- WHAT YOU WILL DO -
The lines to return are those below that contain the word "coordinates".
════════════════
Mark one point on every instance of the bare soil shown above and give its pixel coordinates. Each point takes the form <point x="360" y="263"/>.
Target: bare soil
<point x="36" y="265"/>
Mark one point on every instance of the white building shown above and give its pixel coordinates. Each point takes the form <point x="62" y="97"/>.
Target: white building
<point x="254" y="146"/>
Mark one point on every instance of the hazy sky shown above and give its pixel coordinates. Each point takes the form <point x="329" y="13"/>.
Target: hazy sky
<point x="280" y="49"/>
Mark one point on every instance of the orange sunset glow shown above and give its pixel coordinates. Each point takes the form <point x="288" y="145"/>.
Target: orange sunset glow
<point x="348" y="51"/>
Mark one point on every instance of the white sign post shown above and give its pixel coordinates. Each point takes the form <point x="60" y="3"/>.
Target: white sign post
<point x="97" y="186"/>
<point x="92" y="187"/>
════════════════
- RESULT -
Mark one point on every instance of the bare soil shown above and give its pixel coordinates. Each point takes the form <point x="360" y="263"/>.
Mark one point on every instance of the white building shown above and give its pixel coordinates. Each point takes the form <point x="62" y="97"/>.
Mark one point on every instance of the hazy sky shown above and give its pixel coordinates. Each point takes the form <point x="329" y="13"/>.
Mark one point on every instance of the orange sunset glow shown above and give its pixel coordinates. Each point takes the form <point x="288" y="145"/>.
Mark one point on every instance of the white sign post shown above and give its pixel coordinates. Each point takes the form <point x="60" y="3"/>.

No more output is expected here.